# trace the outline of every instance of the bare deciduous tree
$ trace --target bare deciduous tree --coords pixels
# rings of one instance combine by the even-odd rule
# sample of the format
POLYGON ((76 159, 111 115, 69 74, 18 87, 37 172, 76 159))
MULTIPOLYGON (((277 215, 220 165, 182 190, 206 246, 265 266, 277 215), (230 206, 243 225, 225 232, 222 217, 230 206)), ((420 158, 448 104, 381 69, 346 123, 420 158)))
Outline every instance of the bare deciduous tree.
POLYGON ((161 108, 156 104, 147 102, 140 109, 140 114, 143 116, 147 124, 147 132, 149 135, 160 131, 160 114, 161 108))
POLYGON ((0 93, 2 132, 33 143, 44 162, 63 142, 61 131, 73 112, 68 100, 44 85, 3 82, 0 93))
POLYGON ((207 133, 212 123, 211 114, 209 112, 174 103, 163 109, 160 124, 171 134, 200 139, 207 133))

-----

Instructions to follow >> Present the lines above as a Markdown table with two columns, "Row" and "Line", numbering each row and omitting any blank lines.

Expected output >>
| Row | Line |
|---|---|
| 1 | # trace the outline of every instance of the bare deciduous tree |
| 2 | $ trace --target bare deciduous tree --coords pixels |
| 3 | # rings of one instance combine by the even-odd rule |
| 4 | # sample of the format |
| 5 | POLYGON ((76 159, 111 115, 69 74, 18 87, 37 172, 76 159)) |
| 6 | MULTIPOLYGON (((277 215, 220 165, 182 190, 206 246, 265 266, 277 215), (230 206, 243 225, 225 232, 222 217, 230 206)), ((420 158, 448 104, 381 69, 346 123, 420 158))) |
| 7 | Outline every instance of the bare deciduous tree. |
| 8 | POLYGON ((161 108, 156 104, 147 102, 140 109, 140 114, 143 116, 147 124, 147 132, 149 135, 160 131, 160 114, 161 108)) |
| 9 | POLYGON ((0 93, 2 132, 33 143, 44 162, 63 142, 61 131, 73 112, 68 100, 44 85, 3 82, 0 93)) |
| 10 | POLYGON ((207 133, 212 123, 211 114, 209 112, 174 103, 163 109, 160 124, 171 134, 200 139, 207 133)) |